Entries taken from a collection
+ + + + + + +

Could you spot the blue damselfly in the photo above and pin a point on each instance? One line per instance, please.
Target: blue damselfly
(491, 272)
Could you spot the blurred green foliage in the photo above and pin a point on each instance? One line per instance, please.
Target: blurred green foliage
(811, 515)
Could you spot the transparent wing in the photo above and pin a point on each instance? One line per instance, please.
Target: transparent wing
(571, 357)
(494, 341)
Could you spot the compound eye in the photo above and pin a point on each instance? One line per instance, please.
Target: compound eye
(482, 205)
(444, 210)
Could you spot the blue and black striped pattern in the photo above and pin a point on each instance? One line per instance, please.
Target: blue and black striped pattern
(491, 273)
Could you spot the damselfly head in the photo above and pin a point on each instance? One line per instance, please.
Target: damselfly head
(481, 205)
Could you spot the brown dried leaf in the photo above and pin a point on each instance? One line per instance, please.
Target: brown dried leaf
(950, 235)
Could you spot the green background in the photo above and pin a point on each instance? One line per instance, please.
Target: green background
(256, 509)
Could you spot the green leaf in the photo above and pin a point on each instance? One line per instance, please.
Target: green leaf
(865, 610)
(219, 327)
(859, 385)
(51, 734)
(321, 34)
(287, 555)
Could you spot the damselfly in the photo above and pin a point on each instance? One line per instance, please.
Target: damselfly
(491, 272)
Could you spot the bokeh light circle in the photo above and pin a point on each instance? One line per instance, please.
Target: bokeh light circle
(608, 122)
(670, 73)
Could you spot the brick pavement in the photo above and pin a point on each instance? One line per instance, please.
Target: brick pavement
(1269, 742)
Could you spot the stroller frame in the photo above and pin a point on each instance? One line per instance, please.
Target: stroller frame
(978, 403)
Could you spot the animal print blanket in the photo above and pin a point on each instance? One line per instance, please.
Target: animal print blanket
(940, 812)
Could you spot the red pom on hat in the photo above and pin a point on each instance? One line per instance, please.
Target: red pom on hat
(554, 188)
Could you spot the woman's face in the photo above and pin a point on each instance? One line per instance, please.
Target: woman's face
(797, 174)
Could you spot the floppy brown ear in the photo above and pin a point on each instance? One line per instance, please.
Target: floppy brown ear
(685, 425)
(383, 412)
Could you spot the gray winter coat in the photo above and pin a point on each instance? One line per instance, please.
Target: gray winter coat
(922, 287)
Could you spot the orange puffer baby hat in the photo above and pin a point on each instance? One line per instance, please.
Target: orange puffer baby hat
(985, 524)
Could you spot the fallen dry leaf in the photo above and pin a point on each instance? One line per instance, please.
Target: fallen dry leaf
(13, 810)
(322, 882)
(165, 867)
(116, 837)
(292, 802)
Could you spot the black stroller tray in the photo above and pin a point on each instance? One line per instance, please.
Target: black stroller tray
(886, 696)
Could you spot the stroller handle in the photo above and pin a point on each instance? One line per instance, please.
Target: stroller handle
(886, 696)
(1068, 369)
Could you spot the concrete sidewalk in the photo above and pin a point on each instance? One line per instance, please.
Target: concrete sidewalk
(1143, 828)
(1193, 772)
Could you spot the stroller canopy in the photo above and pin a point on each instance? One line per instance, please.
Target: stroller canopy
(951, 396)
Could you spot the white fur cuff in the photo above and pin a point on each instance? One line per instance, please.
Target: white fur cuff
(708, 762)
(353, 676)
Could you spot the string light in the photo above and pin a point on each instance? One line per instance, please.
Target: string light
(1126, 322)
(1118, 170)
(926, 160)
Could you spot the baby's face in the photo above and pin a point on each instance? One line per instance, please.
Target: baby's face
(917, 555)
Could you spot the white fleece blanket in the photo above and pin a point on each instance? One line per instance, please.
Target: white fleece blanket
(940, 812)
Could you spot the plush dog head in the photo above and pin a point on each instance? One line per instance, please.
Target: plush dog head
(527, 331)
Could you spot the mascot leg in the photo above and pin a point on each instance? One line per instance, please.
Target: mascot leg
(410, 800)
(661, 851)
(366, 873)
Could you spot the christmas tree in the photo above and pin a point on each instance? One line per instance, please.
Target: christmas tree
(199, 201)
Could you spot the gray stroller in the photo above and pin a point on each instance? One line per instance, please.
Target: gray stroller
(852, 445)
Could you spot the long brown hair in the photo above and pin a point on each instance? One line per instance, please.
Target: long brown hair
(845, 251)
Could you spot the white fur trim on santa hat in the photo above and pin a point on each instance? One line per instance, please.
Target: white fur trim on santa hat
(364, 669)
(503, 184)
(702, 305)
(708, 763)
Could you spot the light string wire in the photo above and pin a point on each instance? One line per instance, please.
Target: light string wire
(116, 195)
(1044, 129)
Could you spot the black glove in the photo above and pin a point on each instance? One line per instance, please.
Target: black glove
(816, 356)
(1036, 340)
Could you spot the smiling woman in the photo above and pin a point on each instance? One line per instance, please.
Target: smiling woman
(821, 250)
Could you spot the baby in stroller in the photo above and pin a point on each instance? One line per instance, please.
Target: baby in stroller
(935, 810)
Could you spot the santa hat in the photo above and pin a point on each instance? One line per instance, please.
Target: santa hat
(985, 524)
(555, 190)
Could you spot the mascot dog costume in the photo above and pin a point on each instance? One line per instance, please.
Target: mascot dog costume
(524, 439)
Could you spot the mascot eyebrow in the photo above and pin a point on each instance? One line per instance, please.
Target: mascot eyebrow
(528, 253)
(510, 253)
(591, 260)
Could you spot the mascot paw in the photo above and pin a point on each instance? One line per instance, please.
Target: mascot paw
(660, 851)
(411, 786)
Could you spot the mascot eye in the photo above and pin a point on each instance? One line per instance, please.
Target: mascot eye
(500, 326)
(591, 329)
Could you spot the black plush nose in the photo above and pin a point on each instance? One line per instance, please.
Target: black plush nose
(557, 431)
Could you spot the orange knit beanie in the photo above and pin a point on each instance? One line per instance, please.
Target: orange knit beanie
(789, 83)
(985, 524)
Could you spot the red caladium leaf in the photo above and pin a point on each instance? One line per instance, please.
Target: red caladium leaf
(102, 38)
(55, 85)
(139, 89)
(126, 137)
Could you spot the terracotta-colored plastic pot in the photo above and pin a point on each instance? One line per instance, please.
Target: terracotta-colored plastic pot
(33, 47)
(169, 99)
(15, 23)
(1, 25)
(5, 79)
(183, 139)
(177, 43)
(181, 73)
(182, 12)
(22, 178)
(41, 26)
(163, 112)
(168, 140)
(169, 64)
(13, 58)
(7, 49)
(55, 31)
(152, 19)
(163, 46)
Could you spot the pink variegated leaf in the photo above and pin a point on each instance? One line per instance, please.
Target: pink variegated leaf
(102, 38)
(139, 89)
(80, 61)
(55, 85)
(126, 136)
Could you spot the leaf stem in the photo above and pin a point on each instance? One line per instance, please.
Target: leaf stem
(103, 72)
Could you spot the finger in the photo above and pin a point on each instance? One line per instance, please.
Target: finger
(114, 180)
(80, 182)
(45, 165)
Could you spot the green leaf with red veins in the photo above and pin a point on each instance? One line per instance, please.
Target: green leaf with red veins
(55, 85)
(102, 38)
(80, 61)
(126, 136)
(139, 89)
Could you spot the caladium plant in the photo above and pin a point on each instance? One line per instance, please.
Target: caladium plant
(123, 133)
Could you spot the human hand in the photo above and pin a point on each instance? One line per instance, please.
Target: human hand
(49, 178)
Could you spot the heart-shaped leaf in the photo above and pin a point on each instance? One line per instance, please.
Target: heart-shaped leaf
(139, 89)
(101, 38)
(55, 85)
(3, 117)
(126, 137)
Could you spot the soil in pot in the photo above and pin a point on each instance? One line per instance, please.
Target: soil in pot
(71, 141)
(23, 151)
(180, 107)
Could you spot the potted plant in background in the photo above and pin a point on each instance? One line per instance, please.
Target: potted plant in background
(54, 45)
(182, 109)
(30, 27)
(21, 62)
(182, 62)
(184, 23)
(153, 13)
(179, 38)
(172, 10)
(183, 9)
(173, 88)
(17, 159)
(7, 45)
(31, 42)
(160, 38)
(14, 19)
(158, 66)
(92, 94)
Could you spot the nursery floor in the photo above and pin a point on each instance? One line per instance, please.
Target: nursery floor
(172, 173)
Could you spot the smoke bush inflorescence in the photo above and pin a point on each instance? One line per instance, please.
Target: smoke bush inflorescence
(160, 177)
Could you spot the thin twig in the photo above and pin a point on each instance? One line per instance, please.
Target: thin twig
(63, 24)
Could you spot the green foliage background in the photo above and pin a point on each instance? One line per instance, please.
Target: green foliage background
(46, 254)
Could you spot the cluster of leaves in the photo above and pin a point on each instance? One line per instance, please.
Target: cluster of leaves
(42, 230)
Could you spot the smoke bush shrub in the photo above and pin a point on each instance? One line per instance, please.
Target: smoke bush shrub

+ + + + + + +

→ DIRECTIONS FOR THIS TASK: Print only the lines running from the one with "Target: potted plant in background" to the final line of the data above, each exactly as it appears.

→ SOLUTION TO THIS TASK:
Target: potted plant in background
(54, 45)
(182, 109)
(30, 27)
(21, 62)
(182, 62)
(184, 23)
(153, 13)
(179, 38)
(172, 10)
(183, 9)
(173, 88)
(17, 159)
(7, 45)
(31, 42)
(160, 38)
(14, 19)
(158, 66)
(92, 94)
Could you spot the nursery floor in the photo above and pin a point on each instance? One line per instance, please.
Target: nursery floor
(172, 173)
Could you spot the smoke bush inflorescence in the photo above and pin a point on each instance? One line per instance, please.
Target: smoke bush inflorescence
(160, 177)
Could you spot the thin twig in the photo above and pin a point on each instance? One line per instance, please.
Target: thin twig
(63, 24)
Could you spot the green foliage background in the photo above and pin a point on each instance? One line per instance, please.
Target: green foliage background
(46, 254)
Could you spot the cluster of leaves in the photo above and pin a point on each instance? One line per instance, please.
Target: cluster of leaves
(42, 230)
Could you spot the smoke bush shrub in the photo above and pin a point on each instance? One line per instance, please.
Target: smoke bush shrub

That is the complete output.